→ What the task asks
Every record below must be set down again exactly as given.

→ Data for the task
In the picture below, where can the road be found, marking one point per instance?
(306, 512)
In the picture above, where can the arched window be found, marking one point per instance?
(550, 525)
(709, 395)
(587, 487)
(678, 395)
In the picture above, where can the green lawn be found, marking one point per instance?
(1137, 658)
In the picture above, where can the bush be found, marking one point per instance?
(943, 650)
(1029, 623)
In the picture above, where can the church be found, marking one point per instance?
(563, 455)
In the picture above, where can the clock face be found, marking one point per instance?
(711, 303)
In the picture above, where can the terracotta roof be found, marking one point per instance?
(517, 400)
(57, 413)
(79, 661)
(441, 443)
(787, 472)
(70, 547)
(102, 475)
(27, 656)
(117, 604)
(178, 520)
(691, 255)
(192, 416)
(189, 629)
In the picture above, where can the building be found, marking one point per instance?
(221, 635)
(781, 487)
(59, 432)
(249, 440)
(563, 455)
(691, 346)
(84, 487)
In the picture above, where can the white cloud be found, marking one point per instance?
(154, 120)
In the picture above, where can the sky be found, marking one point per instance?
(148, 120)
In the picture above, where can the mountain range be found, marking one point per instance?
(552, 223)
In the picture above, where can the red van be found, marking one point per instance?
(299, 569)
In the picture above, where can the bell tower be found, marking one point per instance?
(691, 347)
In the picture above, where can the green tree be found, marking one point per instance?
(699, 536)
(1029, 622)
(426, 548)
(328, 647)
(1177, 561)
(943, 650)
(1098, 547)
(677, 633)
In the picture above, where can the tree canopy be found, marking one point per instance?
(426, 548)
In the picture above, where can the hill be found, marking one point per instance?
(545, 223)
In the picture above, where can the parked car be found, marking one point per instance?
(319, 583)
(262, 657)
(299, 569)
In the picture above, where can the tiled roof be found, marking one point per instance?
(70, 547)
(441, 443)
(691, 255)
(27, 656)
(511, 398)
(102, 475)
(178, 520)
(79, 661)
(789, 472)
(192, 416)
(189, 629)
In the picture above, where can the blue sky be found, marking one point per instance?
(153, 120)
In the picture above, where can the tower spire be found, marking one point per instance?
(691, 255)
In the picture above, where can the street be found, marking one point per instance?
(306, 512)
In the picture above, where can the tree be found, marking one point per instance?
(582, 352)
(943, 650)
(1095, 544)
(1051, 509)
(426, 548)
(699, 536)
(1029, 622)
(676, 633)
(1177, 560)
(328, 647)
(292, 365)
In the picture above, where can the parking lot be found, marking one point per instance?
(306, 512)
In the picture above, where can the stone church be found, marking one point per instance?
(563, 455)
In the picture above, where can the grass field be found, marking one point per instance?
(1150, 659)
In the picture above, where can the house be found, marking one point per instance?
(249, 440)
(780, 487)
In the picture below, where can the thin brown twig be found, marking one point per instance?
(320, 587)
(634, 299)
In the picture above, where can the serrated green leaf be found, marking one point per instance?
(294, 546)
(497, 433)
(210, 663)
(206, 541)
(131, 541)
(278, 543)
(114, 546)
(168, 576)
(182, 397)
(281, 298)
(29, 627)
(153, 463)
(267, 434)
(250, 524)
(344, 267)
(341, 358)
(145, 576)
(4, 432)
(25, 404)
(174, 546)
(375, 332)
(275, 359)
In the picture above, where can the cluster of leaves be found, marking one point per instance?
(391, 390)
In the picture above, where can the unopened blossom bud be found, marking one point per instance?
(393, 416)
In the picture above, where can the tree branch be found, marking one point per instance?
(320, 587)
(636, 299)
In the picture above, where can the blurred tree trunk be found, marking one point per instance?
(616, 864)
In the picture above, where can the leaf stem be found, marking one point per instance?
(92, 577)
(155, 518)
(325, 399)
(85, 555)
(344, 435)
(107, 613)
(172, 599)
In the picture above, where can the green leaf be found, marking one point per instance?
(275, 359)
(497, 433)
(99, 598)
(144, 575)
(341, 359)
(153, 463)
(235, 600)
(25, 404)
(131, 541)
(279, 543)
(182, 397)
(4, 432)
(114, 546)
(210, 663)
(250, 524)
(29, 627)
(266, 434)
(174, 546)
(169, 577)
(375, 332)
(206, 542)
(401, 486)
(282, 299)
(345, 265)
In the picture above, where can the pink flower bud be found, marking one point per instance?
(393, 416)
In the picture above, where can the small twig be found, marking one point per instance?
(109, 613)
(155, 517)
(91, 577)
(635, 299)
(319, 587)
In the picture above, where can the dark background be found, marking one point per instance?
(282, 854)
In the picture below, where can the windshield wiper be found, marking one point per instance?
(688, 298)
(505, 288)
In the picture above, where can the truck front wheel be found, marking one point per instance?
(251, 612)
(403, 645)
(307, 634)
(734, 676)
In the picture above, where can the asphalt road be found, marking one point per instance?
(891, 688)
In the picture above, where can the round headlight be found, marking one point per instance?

→ Solution for this exercise
In the picture below, where can the road be found, marking one point per instance?
(306, 512)
In the picture above, where can the arched window be found, marking one point per instance?
(550, 525)
(709, 395)
(587, 487)
(678, 395)
In the picture above, where can the green lawn be found, marking one point per instance?
(1137, 658)
In the picture above, where can the bush be found, marking one point per instance?
(943, 650)
(1029, 623)
In the picture above, where can the church be found, marking one point per instance?
(563, 455)
In the picture above, where can the clock face be found, marking one point per instance?
(711, 303)
In the picture above, where can the terracotta roof be found, marking one point per instance?
(517, 400)
(57, 413)
(79, 661)
(441, 443)
(787, 472)
(70, 547)
(102, 475)
(27, 656)
(117, 604)
(178, 520)
(691, 255)
(192, 416)
(189, 629)
In the picture above, where can the building be found, marking one point per instance?
(221, 635)
(781, 487)
(59, 432)
(249, 440)
(563, 455)
(691, 346)
(84, 487)
In the picture above, where can the white cloud be found, marking one point per instance?
(154, 120)
In the picture above, where can the sky be found, marking one point per instance?
(148, 120)
In the picture above, where can the mountain range be found, marking one point per instance?
(552, 223)
In the picture above, where can the red van be found, marking one point per instance?
(299, 569)
In the picture above, where can the bell tower be found, marking one point per instance?
(691, 347)
In the picture above, where can the green tree be found, marking one point per instance?
(699, 536)
(1029, 622)
(426, 548)
(328, 647)
(1177, 561)
(943, 650)
(1098, 547)
(677, 633)
In the picture above, where can the tree canopy be found, marking one point per instance?
(426, 548)
In the picture above, where can the hill be found, marking one point per instance?
(545, 223)
In the picture above, where can the parked car be found, marking one point per instance?
(319, 583)
(262, 657)
(299, 569)
In the picture above, where can the tiled roof be found, marking one point per instance?
(70, 547)
(441, 443)
(691, 255)
(27, 656)
(511, 398)
(102, 475)
(178, 520)
(79, 661)
(789, 472)
(192, 416)
(189, 629)
In the picture above, where can the blue sky be found, marking one point per instance?
(153, 120)
In the picture above, where can the tower spire be found, marking one point per instance?
(691, 255)
In the picture above, where can the street be found, marking one point per instance?
(306, 512)
In the picture above, where can the tree be found, marking one point per instance?
(582, 352)
(943, 650)
(1095, 544)
(1051, 509)
(426, 548)
(699, 536)
(1029, 622)
(676, 633)
(1177, 560)
(328, 647)
(292, 365)
In the picture above, where can the parking lot be found, marking one point per instance?
(306, 512)
In the picture above, where can the stone church be found, marking one point per instance?
(563, 455)
In the picture above, where can the grass field be found, marking one point per instance?
(1150, 659)
In the picture above, where can the house be found, marking one point per instance?
(249, 440)
(780, 487)
In the picture below, where can the thin brown twig be found, marking one point per instance?
(320, 587)
(634, 299)
In the picture above, where can the serrated green leaf be found, marking one point per instance?
(294, 546)
(497, 433)
(210, 663)
(206, 541)
(131, 541)
(278, 543)
(114, 546)
(168, 576)
(182, 397)
(281, 298)
(29, 627)
(153, 463)
(267, 434)
(250, 524)
(344, 267)
(341, 358)
(145, 576)
(4, 432)
(25, 404)
(174, 546)
(375, 332)
(275, 359)
In the picture above, where can the cluster of leaves be found, marking one point per instance?
(391, 390)
In the picture above, where can the unopened blossom bud be found, marking one point per instance?
(393, 416)
In the picture above, where can the tree branch be found, marking one point per instance?
(320, 587)
(636, 299)
In the picture above, where can the blurred tree trunk be found, marking one point per instance?
(616, 864)
In the picture above, where can the leaf stem be found, marking one point per instance?
(92, 577)
(155, 518)
(325, 399)
(85, 555)
(344, 435)
(107, 613)
(172, 599)
In the picture above, where can the green leaf be found, marking one point per instance?
(275, 359)
(497, 433)
(99, 598)
(144, 575)
(341, 359)
(153, 463)
(235, 600)
(25, 404)
(131, 541)
(279, 543)
(182, 397)
(4, 432)
(114, 546)
(210, 663)
(250, 524)
(29, 627)
(266, 434)
(174, 546)
(169, 577)
(375, 332)
(206, 542)
(401, 486)
(282, 299)
(345, 265)
In the picture above, where can the pink flower bud be found, marking one point per instance?
(393, 416)
In the picture above, where can the small twig be found, marking one point per instance?
(109, 613)
(155, 517)
(91, 577)
(635, 299)
(319, 587)
In the picture above, where can the dark background be found, marking one point per instance?
(282, 854)
In the picture below, where can the windshield wiper be found, marking one point per instance?
(688, 298)
(505, 288)
In the picture above, where can the truck front wheel be found, marking one point per instance?
(251, 612)
(403, 645)
(307, 634)
(734, 676)
In the picture above, where can the asphalt road be found, marking one point per instance?
(891, 688)
In the picture above, where can the round headlight be found, marking one point per instance?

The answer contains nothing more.